● **EXERCISE AIM**: Can you copy out word for word the lines of the items below, starting with the line that contains "Mark every instance of the dry" and going on through the line that contains "(1134, 122)", both included?

● **LISTED RECORDS**:
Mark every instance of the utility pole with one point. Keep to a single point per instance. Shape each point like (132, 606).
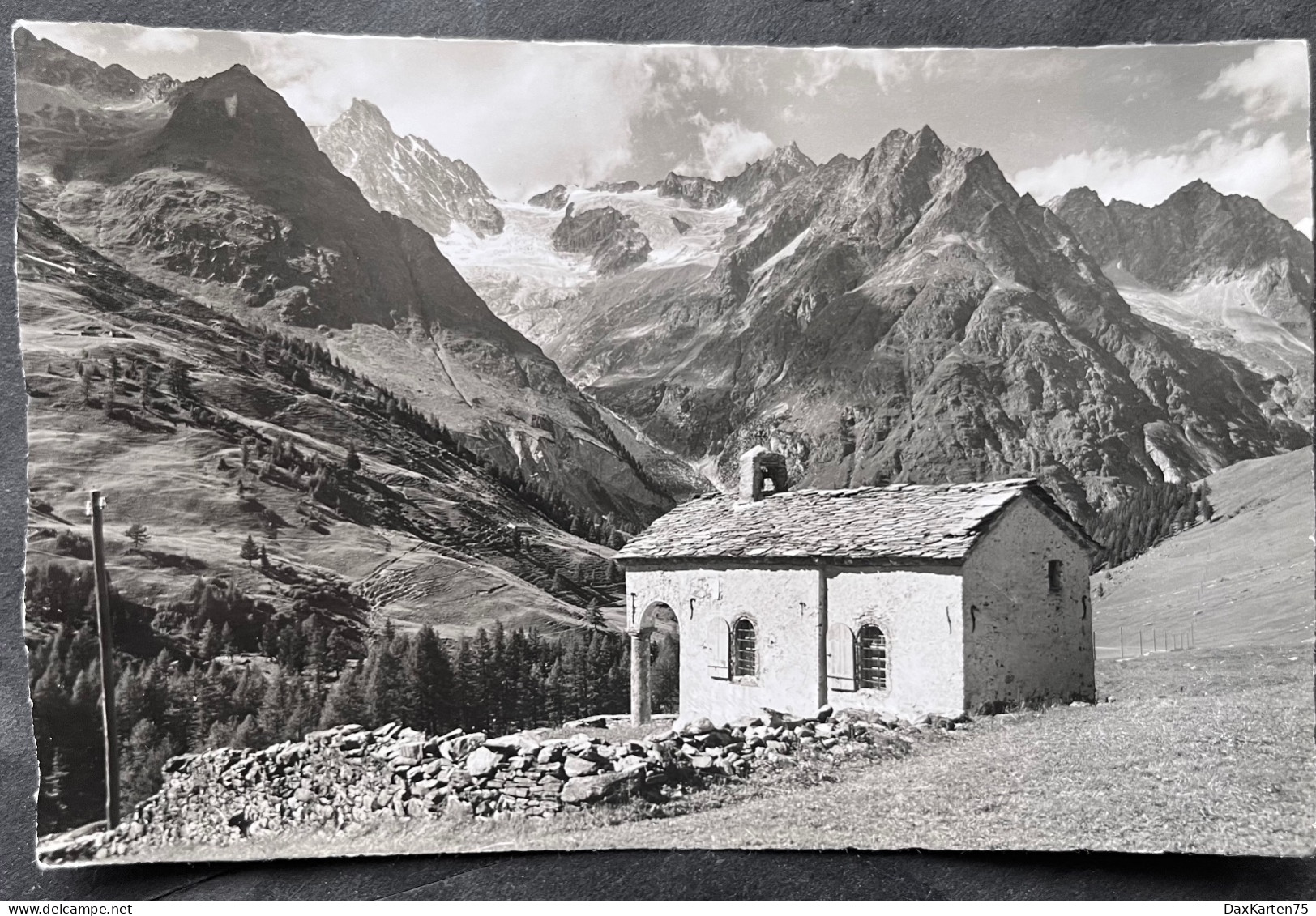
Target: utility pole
(105, 627)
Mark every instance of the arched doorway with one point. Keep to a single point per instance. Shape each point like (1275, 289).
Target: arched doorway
(656, 616)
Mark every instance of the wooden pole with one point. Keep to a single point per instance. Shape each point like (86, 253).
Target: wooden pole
(105, 627)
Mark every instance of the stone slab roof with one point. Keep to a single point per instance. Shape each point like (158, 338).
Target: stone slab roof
(894, 522)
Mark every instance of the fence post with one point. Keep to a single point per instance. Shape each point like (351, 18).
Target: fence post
(105, 631)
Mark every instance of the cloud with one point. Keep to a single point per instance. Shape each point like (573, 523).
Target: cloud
(1261, 168)
(727, 147)
(164, 41)
(1271, 83)
(820, 69)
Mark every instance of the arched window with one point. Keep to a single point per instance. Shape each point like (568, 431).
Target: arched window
(744, 649)
(871, 657)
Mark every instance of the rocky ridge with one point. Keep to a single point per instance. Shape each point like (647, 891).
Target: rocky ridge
(45, 62)
(1199, 235)
(349, 775)
(407, 175)
(1220, 269)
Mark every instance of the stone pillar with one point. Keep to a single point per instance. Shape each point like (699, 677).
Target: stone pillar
(640, 709)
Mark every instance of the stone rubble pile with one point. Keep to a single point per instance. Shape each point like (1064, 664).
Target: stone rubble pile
(349, 774)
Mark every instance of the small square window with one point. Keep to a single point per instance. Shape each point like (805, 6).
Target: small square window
(1053, 575)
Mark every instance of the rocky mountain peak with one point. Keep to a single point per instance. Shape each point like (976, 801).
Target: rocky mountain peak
(407, 175)
(42, 61)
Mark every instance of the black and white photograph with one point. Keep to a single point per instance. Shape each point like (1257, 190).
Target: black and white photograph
(462, 445)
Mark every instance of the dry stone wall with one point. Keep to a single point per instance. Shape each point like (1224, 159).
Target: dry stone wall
(349, 774)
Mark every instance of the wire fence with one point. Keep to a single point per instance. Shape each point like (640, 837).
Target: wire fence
(1152, 638)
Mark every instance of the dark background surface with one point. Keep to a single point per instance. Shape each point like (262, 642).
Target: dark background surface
(607, 874)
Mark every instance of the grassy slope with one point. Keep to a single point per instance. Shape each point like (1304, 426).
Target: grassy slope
(1246, 578)
(1203, 752)
(413, 557)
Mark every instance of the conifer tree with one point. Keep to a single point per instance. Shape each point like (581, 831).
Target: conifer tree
(139, 535)
(345, 703)
(249, 552)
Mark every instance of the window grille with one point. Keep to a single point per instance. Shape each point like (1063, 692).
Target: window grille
(744, 649)
(873, 657)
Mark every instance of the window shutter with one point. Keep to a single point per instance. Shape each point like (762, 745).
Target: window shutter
(720, 648)
(840, 657)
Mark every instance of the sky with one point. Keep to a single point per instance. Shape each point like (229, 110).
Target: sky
(1134, 122)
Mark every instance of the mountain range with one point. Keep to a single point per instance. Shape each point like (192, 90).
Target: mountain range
(1220, 269)
(906, 315)
(864, 316)
(219, 191)
(406, 175)
(909, 316)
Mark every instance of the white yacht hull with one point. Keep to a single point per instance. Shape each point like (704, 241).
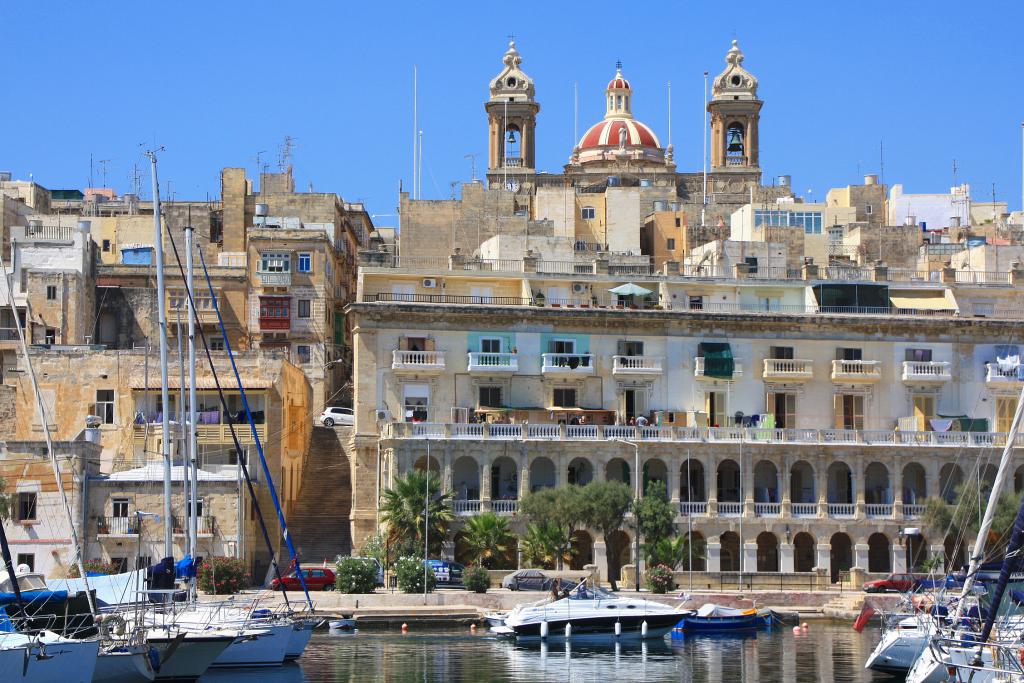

● **TASK SOLUTION**:
Mark every instance of the dry stone wall with one point. Keep to a single point per instance. Shape each point like (1224, 159).
Target: dry stone wall
(349, 774)
Mark every instance of the wire fence with one point. Keep to a single point per instance. Shape each point like (640, 837).
Target: wire fence
(1152, 638)
Mark every instance of the dark background surface with one point. Keep to a single point per instance. Shape each point like (262, 642).
Target: dark background surface
(607, 874)
Mark every instance of the grassy slope with one point. Keep to a single point per instance. Shape each point like (1304, 426).
Target: grassy slope
(1246, 578)
(1203, 752)
(413, 557)
Mark every instance of the conifer tree with one point. Keep to a single point per instance. Shape each point like (581, 831).
Target: conifer tree
(139, 535)
(345, 703)
(249, 552)
Mark every instance of the window grille with one point. Keep to a single point per instance. Shape each point like (1063, 692).
Target: window grille
(744, 649)
(873, 657)
Mark every instance of the window shutter with one point. Keep to a single point per instance. Shape each point like (762, 745).
Target: window shutter
(720, 648)
(840, 657)
Mark every instance of the sky with one point. Keep to a single point per instance. Shape each point like (229, 110).
Target: sky
(1134, 122)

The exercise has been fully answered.